Everything from the line containing "white banner -> point" down to the last line of the entries below must be transcribed exactly, and nothing else.

━━━ Data entries ━━━

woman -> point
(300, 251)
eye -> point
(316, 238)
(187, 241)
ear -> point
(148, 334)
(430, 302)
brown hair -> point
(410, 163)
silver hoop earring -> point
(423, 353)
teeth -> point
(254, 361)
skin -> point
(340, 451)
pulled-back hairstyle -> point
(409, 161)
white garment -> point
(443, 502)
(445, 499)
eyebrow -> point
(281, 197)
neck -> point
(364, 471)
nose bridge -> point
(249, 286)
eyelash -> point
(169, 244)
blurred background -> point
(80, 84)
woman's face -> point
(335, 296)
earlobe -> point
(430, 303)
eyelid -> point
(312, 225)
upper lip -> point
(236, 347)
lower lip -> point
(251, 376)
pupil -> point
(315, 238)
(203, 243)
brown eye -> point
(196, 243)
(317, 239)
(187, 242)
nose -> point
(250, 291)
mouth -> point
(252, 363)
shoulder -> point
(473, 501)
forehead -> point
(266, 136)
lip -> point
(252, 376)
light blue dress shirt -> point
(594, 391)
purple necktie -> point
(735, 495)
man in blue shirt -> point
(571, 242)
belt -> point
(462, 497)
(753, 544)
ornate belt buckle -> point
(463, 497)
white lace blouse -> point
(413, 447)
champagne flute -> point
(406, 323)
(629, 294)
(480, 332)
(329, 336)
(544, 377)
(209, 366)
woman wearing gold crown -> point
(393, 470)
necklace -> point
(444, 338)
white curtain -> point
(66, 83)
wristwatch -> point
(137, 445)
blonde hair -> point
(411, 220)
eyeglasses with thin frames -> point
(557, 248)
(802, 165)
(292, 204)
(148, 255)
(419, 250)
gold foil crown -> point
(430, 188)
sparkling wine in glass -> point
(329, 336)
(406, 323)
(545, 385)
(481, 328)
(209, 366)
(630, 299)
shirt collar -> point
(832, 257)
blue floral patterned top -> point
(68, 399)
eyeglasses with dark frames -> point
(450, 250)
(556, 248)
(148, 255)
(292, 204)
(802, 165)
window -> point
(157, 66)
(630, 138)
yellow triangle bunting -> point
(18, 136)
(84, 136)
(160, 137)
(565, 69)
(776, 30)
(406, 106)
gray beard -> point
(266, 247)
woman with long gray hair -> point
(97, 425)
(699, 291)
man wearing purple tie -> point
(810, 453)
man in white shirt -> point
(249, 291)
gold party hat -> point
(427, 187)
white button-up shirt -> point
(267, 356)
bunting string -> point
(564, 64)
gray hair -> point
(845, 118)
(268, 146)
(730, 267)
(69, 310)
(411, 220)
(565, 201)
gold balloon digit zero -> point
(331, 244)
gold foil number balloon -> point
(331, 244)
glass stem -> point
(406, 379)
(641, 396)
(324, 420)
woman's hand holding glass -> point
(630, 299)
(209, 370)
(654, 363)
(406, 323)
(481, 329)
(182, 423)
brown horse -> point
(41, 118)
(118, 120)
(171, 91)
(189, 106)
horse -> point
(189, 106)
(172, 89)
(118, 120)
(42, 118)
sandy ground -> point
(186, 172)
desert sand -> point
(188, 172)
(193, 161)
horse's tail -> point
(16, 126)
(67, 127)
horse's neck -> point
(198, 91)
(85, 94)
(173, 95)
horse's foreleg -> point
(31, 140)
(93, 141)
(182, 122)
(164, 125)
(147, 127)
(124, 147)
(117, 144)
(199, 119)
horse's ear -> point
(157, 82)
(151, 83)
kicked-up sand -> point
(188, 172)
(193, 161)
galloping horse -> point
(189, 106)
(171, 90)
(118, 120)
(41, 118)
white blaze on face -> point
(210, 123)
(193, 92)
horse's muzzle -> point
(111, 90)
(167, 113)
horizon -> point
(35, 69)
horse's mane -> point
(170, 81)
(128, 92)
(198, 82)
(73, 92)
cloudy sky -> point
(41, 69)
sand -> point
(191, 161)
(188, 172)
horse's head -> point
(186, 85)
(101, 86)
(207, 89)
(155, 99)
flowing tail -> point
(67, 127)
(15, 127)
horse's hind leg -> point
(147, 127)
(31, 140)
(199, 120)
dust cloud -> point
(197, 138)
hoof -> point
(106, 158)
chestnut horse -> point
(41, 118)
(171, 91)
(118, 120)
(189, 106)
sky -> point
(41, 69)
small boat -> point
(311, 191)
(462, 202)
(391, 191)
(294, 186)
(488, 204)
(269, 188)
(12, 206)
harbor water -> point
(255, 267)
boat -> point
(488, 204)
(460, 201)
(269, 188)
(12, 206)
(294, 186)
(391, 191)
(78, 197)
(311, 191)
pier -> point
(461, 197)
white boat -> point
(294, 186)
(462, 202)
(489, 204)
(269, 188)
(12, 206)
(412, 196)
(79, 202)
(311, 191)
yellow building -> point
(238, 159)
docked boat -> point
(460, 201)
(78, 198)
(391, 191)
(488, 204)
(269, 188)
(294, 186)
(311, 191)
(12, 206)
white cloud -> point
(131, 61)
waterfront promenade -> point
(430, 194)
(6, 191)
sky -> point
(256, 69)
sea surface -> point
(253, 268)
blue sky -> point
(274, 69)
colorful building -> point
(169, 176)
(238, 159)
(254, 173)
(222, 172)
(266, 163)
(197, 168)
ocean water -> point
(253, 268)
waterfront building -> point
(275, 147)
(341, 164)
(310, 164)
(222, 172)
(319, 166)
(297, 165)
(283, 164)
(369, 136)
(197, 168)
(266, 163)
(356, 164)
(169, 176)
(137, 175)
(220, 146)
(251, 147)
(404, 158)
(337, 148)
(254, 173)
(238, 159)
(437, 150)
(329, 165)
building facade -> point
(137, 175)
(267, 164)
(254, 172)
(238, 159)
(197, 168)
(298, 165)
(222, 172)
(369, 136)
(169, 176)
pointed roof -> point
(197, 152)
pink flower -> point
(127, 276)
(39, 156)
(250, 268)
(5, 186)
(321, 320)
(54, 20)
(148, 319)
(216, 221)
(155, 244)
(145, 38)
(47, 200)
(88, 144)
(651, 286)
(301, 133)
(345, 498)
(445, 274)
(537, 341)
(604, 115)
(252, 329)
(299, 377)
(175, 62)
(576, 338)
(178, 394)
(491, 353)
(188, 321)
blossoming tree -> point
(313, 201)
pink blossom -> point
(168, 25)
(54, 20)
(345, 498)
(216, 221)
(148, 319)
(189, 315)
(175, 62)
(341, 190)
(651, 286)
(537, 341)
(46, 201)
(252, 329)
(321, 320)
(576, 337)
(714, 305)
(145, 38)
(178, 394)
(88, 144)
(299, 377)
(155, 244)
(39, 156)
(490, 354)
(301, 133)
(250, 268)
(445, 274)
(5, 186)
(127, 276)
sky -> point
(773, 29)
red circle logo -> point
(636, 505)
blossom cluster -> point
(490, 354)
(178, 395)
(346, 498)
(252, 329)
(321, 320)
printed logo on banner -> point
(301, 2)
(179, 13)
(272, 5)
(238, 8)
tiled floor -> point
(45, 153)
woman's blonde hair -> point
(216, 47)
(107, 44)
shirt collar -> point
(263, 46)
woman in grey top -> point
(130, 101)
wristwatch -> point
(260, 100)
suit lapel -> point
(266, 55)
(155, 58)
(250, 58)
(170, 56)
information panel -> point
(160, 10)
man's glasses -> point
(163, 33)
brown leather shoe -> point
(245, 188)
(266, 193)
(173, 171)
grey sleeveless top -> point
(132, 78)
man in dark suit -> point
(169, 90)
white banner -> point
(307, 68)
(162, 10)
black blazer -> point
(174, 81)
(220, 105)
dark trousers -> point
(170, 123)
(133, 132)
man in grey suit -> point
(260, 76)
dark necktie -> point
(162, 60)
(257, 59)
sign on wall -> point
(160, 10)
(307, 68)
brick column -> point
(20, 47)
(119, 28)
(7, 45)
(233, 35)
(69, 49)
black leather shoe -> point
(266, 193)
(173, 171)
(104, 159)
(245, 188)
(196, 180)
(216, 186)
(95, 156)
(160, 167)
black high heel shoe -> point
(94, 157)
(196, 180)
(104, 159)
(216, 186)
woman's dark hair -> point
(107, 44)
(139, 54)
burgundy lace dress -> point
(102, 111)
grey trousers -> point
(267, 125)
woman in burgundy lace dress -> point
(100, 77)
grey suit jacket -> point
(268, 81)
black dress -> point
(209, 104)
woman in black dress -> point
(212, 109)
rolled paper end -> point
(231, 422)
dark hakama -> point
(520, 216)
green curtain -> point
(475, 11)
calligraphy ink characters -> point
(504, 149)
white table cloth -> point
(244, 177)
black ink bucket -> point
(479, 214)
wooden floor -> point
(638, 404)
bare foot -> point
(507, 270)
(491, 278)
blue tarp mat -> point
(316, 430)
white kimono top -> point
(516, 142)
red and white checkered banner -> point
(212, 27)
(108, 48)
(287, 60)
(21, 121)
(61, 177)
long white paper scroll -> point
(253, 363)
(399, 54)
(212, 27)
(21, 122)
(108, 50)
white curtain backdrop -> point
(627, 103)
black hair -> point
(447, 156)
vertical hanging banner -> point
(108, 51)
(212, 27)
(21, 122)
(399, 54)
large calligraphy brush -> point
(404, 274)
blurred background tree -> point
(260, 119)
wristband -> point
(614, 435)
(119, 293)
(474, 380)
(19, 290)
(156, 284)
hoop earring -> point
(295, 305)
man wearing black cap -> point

━━━

--- Completed exercise ---
white banner -> point
(307, 68)
(162, 10)
black blazer -> point
(174, 81)
(220, 105)
dark trousers -> point
(170, 123)
(133, 132)
man in grey suit -> point
(260, 76)
dark necktie -> point
(162, 60)
(257, 59)
sign on wall -> point
(160, 10)
(307, 68)
brick column -> point
(20, 47)
(119, 28)
(7, 45)
(233, 35)
(69, 49)
black leather shoe -> point
(266, 193)
(173, 171)
(104, 159)
(245, 188)
(196, 180)
(216, 186)
(95, 156)
(160, 167)
black high heel shoe -> point
(94, 157)
(196, 180)
(104, 159)
(216, 186)
woman's dark hair -> point
(107, 44)
(139, 54)
burgundy lace dress -> point
(102, 111)
grey trousers -> point
(267, 125)
woman in burgundy lace dress -> point
(100, 77)
grey suit jacket -> point
(268, 81)
black dress -> point
(209, 104)
woman in black dress -> point
(212, 109)
rolled paper end -> point
(231, 422)
dark hakama -> point
(520, 216)
green curtain -> point
(475, 11)
calligraphy ink characters -> point
(504, 149)
white table cloth -> point
(244, 177)
black ink bucket -> point
(479, 214)
wooden floor -> point
(638, 404)
bare foot -> point
(507, 270)
(491, 278)
blue tarp mat -> point
(316, 430)
white kimono top -> point
(516, 142)
red and white checkered banner -> point
(212, 27)
(108, 48)
(287, 60)
(21, 121)
(61, 177)
long white paper scroll -> point
(253, 363)
(399, 54)
(212, 27)
(21, 122)
(108, 50)
white curtain backdrop -> point
(627, 103)
black hair -> point
(447, 156)
vertical hanging banner -> point
(108, 51)
(212, 27)
(21, 122)
(399, 54)
large calligraphy brush -> point
(404, 274)
blurred background tree -> point
(260, 119)
wristband -> point
(614, 435)
(119, 293)
(474, 380)
(19, 290)
(156, 284)
hoop earring -> point
(295, 305)
man wearing black cap -> point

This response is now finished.